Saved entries
======
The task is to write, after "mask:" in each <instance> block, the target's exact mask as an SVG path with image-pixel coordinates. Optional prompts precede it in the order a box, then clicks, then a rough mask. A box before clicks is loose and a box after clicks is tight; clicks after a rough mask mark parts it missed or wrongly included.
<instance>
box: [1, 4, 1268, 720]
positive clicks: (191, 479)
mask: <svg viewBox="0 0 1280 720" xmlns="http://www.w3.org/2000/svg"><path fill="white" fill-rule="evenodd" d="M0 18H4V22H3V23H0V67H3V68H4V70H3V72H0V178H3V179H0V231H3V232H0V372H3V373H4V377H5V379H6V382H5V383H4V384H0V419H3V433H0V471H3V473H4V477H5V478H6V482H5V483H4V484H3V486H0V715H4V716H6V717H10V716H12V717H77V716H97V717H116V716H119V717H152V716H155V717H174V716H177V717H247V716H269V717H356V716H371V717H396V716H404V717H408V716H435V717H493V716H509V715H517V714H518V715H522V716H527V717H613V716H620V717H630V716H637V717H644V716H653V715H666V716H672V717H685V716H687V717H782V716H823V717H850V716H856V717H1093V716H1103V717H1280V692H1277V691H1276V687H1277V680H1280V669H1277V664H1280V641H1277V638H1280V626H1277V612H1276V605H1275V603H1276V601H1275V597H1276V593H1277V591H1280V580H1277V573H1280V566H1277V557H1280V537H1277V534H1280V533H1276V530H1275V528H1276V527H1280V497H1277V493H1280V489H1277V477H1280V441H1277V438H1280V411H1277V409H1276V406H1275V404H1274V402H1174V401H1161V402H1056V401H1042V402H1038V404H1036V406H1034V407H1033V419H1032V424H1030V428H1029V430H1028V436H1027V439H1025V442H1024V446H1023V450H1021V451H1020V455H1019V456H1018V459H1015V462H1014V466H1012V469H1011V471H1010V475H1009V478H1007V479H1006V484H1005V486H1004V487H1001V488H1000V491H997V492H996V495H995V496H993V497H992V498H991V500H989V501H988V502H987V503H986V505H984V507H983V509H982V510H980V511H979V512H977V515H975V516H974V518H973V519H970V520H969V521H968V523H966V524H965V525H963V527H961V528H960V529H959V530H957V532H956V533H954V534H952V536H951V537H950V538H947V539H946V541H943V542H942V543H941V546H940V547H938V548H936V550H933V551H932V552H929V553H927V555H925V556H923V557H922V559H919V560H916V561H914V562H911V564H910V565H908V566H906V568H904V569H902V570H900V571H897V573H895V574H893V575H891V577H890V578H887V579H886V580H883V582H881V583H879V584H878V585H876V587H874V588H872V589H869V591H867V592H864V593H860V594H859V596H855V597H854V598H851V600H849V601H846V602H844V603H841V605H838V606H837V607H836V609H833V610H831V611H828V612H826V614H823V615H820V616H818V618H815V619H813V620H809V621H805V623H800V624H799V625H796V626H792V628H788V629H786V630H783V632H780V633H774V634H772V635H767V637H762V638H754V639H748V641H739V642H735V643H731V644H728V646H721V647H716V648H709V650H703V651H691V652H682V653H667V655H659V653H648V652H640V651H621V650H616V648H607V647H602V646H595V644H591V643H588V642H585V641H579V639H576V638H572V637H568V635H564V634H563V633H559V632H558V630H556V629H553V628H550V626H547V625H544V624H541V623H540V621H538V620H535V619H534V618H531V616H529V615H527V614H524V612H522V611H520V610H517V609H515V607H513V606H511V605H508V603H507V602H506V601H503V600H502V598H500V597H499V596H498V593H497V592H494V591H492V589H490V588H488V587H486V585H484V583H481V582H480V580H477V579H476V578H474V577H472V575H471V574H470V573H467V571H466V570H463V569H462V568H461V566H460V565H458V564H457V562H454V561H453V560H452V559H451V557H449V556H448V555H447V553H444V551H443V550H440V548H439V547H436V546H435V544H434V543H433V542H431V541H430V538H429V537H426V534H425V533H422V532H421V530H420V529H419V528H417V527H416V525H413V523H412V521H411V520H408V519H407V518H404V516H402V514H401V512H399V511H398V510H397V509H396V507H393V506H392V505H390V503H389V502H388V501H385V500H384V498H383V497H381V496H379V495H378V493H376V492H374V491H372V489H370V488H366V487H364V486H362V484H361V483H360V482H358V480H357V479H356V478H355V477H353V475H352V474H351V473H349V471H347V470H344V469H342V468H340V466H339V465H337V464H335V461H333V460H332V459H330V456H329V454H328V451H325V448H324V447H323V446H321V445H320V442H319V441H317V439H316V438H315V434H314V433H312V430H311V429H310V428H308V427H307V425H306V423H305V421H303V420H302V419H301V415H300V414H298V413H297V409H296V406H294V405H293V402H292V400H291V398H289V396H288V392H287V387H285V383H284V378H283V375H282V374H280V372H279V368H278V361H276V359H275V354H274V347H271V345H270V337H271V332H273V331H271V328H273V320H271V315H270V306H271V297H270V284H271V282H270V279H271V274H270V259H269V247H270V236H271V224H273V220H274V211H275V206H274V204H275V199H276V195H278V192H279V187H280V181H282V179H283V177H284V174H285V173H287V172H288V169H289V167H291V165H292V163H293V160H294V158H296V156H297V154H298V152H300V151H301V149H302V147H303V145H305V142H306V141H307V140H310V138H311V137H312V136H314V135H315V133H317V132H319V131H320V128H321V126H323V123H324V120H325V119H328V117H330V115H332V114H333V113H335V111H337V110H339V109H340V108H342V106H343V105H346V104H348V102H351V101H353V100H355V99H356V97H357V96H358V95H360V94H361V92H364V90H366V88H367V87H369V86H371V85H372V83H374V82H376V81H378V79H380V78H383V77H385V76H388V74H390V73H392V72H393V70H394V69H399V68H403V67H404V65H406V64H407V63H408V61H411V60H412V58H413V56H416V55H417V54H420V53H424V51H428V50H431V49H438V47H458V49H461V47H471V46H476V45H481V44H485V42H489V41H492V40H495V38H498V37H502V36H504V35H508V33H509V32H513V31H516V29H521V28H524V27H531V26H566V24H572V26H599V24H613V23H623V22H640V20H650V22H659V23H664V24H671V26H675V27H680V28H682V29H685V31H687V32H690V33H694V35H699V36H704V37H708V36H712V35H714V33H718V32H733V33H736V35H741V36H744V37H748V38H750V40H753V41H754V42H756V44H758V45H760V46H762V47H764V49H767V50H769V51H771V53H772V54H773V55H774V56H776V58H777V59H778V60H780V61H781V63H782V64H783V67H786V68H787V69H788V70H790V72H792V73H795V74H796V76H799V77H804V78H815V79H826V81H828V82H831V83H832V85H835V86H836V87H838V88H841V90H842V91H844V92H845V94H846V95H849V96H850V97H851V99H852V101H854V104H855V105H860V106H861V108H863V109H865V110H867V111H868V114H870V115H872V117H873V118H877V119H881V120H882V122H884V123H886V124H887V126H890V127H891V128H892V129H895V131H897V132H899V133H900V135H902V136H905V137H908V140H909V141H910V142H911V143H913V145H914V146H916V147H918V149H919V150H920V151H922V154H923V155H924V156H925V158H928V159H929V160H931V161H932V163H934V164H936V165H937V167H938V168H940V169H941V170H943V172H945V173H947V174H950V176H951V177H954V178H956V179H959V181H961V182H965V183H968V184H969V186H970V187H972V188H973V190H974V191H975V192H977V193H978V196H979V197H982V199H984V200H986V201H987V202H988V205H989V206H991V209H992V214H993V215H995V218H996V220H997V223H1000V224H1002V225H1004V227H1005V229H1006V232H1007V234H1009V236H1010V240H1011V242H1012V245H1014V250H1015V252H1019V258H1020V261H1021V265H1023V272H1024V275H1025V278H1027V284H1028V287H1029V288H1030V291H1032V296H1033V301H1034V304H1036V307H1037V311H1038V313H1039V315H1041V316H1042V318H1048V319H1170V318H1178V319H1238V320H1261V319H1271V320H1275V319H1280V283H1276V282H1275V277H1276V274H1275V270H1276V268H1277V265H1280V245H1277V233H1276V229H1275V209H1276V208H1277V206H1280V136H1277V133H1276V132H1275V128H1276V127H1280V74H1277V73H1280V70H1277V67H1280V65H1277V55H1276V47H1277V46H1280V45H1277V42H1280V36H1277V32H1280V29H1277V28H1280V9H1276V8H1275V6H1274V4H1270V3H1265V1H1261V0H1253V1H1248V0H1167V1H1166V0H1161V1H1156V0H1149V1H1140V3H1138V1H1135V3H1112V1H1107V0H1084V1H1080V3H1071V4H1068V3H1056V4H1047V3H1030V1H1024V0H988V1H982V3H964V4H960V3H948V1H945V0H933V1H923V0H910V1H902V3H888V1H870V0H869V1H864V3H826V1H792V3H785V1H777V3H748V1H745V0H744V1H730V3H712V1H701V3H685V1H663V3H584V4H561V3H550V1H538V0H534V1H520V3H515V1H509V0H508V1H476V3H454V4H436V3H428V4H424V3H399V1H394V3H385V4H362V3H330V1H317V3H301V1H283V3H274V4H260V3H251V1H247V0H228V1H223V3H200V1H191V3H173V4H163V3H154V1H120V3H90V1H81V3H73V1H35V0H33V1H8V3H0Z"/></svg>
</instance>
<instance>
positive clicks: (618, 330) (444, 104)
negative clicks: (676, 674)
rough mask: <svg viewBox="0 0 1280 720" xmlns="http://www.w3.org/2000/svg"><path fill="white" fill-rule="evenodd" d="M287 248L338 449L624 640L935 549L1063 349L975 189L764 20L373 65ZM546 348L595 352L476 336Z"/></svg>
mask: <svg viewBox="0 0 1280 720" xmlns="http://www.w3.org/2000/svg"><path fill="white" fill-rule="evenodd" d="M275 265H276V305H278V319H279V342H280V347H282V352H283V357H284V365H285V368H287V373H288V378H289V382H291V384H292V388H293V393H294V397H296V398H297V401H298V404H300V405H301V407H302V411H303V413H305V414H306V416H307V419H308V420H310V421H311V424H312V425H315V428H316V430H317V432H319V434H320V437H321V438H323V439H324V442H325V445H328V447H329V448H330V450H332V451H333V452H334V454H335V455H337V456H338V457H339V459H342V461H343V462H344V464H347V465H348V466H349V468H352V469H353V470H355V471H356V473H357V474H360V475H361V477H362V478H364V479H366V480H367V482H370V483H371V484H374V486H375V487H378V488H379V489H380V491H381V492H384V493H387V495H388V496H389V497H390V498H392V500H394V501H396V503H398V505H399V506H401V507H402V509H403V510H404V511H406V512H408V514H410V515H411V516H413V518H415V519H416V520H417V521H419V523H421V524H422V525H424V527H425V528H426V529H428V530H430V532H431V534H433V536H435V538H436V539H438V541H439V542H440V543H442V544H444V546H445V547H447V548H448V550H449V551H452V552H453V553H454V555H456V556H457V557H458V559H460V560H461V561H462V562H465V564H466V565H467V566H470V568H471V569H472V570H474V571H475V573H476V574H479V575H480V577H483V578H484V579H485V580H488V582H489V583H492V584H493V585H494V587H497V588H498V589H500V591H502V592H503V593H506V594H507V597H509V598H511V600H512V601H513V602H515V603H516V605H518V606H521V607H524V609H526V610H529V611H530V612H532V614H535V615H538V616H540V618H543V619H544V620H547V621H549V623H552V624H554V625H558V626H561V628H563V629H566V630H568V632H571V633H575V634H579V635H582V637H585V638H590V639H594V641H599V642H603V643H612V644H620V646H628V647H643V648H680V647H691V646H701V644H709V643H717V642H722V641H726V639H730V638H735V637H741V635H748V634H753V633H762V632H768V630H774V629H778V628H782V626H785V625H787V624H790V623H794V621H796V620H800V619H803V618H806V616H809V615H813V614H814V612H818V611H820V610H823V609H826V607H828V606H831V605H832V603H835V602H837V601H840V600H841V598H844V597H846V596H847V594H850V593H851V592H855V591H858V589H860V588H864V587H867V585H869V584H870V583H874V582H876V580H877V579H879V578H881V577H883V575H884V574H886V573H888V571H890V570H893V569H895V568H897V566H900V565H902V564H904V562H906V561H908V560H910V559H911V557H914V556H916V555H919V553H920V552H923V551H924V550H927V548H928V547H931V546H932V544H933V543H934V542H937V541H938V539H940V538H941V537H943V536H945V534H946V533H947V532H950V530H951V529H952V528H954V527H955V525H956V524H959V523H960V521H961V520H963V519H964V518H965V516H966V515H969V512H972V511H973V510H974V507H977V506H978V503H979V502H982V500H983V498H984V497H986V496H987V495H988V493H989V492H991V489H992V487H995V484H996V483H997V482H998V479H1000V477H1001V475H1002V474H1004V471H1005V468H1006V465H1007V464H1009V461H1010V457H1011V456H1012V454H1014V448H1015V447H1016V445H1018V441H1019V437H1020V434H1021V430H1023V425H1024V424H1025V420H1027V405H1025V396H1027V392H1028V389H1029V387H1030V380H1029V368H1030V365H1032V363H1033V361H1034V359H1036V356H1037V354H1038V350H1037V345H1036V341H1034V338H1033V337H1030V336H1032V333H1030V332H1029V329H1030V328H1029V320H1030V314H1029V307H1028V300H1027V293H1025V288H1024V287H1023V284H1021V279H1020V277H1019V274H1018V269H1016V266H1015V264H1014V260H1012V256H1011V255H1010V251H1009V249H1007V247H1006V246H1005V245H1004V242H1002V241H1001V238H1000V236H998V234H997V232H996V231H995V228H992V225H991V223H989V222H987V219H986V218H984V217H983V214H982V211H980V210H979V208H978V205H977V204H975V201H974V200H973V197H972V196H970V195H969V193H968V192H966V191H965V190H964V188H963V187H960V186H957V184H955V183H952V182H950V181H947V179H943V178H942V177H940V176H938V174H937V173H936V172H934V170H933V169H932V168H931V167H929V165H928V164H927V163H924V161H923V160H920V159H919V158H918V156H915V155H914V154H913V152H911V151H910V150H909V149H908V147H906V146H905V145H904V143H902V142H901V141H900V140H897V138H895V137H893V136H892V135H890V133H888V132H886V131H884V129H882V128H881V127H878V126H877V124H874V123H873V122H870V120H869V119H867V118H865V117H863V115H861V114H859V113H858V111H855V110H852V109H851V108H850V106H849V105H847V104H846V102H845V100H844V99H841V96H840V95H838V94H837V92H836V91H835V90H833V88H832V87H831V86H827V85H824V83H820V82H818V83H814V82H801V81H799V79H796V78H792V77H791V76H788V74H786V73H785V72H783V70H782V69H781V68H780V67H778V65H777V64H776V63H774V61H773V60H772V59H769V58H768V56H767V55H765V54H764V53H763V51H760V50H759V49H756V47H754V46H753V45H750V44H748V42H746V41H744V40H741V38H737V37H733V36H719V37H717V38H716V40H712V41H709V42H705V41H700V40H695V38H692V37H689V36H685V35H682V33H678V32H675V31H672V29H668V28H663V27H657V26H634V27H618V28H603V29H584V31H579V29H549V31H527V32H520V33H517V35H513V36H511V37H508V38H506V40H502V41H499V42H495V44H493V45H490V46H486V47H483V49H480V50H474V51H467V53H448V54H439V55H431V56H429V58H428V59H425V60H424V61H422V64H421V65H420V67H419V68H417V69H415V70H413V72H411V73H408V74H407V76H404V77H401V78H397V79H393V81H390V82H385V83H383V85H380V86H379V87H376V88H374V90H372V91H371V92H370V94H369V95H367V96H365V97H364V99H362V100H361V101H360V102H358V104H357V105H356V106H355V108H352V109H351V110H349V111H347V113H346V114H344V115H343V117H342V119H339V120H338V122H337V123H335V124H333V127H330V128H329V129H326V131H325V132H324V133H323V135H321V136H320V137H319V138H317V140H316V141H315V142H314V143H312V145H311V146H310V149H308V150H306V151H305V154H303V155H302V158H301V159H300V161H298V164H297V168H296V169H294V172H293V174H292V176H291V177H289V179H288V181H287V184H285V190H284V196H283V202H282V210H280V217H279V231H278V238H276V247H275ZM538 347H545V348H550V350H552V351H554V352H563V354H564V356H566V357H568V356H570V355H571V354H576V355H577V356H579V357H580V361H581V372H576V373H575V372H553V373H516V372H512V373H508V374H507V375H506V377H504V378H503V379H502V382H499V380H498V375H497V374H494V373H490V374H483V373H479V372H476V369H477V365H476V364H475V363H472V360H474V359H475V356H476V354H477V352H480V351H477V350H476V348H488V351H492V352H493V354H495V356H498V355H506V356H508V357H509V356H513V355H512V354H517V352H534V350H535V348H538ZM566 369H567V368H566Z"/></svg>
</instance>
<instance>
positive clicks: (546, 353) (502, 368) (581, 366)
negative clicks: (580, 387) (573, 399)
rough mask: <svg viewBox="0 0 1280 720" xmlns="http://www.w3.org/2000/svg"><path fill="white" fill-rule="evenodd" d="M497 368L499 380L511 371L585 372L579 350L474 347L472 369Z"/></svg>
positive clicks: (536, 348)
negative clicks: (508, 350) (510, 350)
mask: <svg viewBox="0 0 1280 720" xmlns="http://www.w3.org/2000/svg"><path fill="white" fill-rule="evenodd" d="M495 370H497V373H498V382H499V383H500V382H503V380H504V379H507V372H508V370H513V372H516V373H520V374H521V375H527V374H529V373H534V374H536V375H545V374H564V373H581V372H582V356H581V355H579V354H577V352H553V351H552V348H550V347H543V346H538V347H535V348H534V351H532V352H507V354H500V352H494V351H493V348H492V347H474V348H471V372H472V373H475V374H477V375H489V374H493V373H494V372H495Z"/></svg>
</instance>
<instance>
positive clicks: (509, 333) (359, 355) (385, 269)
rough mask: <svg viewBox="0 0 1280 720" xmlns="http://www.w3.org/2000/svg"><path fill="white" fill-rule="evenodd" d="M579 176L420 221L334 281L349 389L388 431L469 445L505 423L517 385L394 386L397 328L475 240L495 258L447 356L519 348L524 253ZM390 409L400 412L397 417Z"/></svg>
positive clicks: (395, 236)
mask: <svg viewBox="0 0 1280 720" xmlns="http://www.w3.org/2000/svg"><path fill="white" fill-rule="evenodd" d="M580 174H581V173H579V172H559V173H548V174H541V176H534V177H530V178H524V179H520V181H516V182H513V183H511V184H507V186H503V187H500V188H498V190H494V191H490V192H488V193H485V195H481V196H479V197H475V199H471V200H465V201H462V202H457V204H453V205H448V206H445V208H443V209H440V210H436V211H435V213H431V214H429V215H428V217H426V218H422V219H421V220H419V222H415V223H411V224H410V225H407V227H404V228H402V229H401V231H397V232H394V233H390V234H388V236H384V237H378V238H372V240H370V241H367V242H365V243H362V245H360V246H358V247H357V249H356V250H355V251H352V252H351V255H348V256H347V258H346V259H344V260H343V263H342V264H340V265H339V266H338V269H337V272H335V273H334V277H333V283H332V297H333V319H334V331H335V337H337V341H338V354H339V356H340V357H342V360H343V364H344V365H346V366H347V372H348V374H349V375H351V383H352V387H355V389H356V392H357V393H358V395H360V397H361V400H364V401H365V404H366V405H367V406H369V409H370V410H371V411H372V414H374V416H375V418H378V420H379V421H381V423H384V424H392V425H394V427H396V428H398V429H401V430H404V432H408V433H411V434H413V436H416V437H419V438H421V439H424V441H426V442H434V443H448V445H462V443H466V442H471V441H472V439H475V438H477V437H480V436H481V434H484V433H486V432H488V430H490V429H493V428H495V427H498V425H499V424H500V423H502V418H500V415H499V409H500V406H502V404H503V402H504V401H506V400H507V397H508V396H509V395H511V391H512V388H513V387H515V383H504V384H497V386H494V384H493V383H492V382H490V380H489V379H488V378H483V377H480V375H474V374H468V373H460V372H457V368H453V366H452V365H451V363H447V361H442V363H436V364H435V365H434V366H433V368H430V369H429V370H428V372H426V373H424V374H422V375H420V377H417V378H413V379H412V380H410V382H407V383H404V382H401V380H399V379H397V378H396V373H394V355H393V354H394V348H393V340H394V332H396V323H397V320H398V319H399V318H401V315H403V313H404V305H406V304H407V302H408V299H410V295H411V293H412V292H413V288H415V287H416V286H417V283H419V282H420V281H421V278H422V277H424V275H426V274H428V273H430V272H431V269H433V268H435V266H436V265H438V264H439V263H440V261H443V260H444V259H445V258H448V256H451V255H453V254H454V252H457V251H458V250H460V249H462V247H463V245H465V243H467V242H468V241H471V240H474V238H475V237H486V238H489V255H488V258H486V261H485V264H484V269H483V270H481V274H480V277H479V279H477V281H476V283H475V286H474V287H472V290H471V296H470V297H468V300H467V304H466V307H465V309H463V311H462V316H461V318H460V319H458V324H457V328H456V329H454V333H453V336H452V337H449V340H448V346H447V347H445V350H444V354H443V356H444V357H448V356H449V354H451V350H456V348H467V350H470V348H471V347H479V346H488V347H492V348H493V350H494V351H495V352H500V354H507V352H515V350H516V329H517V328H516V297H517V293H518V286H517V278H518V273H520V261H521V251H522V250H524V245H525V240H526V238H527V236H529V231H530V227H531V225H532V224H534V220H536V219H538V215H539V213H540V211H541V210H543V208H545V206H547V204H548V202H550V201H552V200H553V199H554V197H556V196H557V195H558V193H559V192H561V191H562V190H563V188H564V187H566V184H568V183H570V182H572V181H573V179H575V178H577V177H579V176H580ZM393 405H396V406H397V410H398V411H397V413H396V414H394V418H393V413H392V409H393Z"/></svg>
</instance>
======
Requirement
In the entries above, one line contains "368L499 380L511 371L585" and another contains "176L420 221L334 281L349". Reproduce exactly those two lines and the lines between them, nothing else.

Task answer
rough mask: <svg viewBox="0 0 1280 720" xmlns="http://www.w3.org/2000/svg"><path fill="white" fill-rule="evenodd" d="M497 368L499 380L511 371L585 372L579 350L474 347L472 369Z"/></svg>
positive clicks: (536, 348)
negative clicks: (508, 350) (510, 350)
mask: <svg viewBox="0 0 1280 720" xmlns="http://www.w3.org/2000/svg"><path fill="white" fill-rule="evenodd" d="M495 370H497V373H498V382H499V383H500V382H503V380H504V379H507V372H508V370H513V372H516V373H520V374H521V375H527V374H529V373H534V374H536V375H545V374H564V373H581V372H582V356H581V355H579V354H577V352H553V351H552V348H550V347H543V346H538V347H535V348H534V351H532V352H507V354H500V352H494V351H493V348H492V347H474V348H471V372H472V373H475V374H477V375H489V374H493V373H494V372H495Z"/></svg>
</instance>
<instance>
positive clicks: (509, 333) (359, 355) (385, 269)
rough mask: <svg viewBox="0 0 1280 720" xmlns="http://www.w3.org/2000/svg"><path fill="white" fill-rule="evenodd" d="M579 176L420 221L334 281L349 389L388 431L469 445L505 423L517 385L394 386L397 328L475 240L495 258L447 356L519 348L524 253ZM390 409L400 412L397 417Z"/></svg>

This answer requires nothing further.